··· Records to use

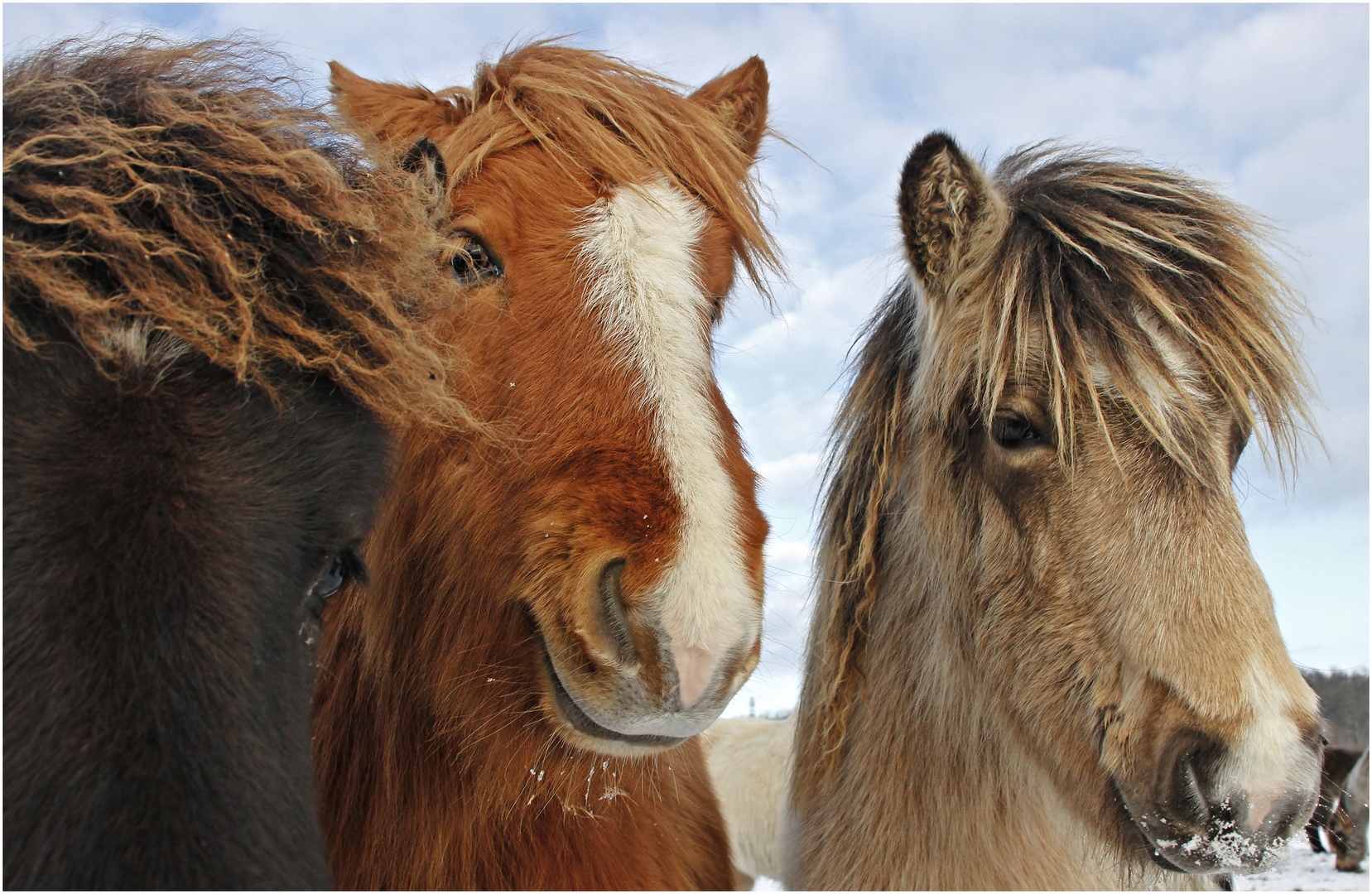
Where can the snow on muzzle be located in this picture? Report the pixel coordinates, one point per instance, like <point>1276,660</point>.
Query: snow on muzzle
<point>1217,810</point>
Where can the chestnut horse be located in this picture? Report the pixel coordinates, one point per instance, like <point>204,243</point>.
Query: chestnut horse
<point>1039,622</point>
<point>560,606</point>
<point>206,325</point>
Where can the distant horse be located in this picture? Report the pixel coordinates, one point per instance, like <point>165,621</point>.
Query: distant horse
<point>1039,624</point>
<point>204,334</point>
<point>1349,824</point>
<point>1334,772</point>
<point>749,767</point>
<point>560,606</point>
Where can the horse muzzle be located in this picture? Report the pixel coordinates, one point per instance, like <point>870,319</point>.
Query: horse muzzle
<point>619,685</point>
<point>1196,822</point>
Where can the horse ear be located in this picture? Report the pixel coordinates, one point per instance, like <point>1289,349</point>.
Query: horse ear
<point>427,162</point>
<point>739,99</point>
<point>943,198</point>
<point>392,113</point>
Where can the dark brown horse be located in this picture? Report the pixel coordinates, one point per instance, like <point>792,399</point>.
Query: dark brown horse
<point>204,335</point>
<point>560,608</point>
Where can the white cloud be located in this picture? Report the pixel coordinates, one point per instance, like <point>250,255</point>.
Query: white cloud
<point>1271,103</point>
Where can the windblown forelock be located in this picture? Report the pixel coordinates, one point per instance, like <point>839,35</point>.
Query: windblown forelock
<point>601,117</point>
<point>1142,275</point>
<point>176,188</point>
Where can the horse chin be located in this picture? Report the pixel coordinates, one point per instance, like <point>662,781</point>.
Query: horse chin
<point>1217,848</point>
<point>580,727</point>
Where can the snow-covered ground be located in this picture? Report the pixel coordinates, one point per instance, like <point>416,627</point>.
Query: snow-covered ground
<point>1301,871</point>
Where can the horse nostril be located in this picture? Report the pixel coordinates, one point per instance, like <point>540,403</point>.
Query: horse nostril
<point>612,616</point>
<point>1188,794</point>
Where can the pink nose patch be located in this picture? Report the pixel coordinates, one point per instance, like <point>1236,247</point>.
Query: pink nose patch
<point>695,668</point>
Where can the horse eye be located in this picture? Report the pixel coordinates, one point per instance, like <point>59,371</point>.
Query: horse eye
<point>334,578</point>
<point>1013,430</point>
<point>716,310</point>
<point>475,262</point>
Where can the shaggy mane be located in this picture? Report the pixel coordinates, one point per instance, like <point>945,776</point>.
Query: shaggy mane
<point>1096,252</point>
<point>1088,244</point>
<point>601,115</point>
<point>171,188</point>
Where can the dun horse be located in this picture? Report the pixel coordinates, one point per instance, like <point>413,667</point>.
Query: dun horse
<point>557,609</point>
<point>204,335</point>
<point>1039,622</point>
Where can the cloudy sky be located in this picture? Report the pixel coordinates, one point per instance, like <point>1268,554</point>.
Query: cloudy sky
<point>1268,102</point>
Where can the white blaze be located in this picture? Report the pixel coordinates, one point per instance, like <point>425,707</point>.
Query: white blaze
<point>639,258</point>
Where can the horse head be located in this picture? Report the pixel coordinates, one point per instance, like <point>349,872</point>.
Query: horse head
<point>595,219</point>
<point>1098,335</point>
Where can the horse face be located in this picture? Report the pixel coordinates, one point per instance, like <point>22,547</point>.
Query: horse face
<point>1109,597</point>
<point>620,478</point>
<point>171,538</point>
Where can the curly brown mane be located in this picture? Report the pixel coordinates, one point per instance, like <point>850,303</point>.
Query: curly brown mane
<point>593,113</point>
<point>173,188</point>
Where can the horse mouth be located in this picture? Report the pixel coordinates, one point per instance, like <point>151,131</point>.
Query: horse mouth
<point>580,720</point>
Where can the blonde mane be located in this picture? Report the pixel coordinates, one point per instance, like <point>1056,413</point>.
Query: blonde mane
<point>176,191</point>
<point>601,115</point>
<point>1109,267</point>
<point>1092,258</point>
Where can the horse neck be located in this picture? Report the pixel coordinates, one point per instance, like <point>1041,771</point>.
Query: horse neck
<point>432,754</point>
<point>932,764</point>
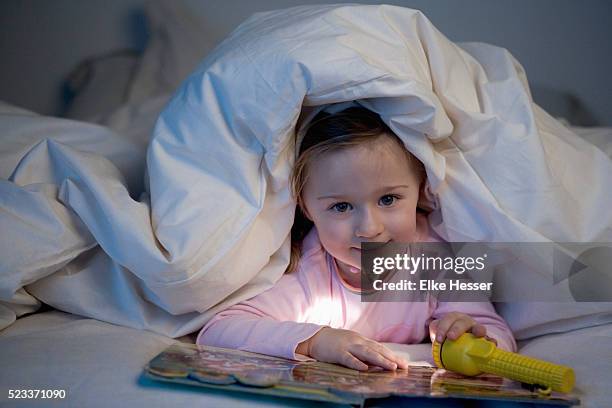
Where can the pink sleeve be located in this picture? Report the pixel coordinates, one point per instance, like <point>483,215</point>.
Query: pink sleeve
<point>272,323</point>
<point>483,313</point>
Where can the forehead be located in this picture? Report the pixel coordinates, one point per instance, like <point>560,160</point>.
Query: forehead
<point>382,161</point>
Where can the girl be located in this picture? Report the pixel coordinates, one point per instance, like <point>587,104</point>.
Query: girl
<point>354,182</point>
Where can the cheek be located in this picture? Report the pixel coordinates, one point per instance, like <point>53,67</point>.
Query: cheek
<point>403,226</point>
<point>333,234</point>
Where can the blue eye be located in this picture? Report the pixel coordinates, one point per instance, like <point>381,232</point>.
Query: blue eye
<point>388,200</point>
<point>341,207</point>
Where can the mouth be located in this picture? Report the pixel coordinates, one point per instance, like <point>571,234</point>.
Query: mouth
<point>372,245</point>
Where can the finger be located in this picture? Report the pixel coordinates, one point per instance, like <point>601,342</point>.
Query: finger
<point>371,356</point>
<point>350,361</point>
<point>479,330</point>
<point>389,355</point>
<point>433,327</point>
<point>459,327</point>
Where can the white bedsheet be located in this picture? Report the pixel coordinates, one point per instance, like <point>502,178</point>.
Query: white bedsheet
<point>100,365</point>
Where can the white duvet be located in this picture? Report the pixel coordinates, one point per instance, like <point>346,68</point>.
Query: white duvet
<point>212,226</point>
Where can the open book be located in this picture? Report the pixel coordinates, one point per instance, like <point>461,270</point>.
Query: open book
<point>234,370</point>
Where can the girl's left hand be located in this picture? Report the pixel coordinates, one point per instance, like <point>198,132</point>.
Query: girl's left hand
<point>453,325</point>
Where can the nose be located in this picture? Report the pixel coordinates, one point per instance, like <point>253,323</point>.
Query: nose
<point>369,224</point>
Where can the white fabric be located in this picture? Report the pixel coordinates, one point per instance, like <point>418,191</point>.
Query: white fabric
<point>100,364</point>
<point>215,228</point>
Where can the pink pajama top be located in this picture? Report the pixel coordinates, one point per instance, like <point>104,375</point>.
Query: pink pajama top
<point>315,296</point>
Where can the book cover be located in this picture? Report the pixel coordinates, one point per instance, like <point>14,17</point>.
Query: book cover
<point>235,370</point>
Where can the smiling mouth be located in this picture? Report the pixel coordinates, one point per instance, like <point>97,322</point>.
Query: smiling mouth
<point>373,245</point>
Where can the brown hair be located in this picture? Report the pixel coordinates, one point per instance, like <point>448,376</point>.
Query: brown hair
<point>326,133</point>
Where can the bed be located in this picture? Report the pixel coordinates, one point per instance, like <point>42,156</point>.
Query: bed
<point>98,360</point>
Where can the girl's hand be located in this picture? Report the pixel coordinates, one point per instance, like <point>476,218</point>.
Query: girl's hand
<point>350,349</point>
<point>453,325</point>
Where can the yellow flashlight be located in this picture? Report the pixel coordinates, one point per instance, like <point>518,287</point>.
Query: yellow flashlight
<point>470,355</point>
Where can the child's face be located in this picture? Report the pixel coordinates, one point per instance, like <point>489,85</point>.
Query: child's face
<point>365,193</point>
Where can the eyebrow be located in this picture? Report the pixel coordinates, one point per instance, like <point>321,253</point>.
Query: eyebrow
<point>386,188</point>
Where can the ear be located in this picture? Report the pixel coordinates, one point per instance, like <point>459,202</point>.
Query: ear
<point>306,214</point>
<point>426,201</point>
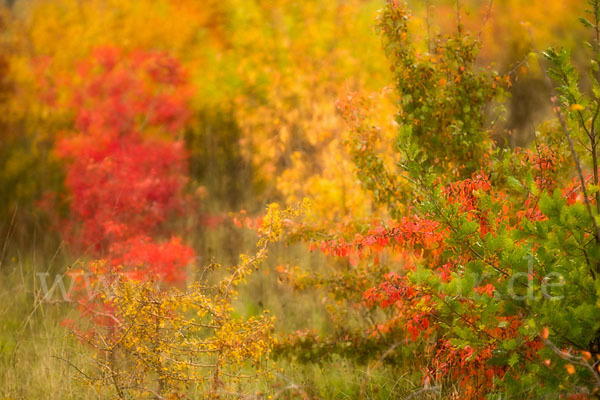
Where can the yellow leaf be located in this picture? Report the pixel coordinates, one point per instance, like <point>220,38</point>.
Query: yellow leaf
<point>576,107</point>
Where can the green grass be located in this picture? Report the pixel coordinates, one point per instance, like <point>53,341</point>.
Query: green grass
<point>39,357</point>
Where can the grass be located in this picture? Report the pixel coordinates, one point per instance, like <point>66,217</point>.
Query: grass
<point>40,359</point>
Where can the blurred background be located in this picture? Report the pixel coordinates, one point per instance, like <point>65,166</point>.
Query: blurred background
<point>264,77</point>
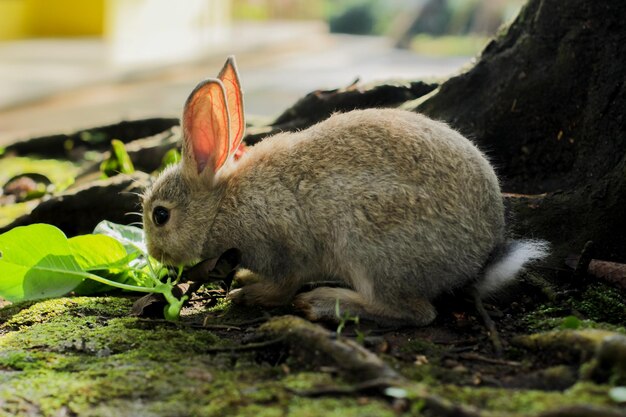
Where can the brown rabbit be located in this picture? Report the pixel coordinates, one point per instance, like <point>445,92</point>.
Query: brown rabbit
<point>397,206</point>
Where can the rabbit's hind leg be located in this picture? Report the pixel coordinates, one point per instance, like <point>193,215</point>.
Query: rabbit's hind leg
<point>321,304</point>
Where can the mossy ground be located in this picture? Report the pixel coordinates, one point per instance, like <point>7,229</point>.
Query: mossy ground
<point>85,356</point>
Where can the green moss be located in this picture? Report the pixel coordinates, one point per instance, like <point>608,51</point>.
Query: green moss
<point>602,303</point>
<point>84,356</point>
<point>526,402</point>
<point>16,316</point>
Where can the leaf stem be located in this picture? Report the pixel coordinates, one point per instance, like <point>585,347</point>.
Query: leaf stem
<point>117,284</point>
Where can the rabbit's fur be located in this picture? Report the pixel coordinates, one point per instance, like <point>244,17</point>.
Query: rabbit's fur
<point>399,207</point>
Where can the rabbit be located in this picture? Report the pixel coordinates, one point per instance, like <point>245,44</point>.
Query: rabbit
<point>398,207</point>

······

### Exercise
Reproduce, exactly as they stand in the data above, the lines from the one that holds "Where can the book" to the one that holds "Where can the bed", inclusive.

### Solved exercise
Where can the book cover be located in this picture? Report the pixel coordinates, one point per instance, like <point>14,17</point>.
Query: book cover
<point>235,370</point>
Where can the smiling mouth be located in this picture? Report the pixel coordinates, one point per instance, like <point>97,322</point>.
Query: smiling mouth
<point>373,245</point>
Where can the brown hair be located in this picture? Report the pixel coordinates, one point per instance, like <point>448,376</point>.
Query: brown hair
<point>326,133</point>
Where can the bed be located in this picture? Report the pixel coordinates, one point per instance, like <point>42,156</point>.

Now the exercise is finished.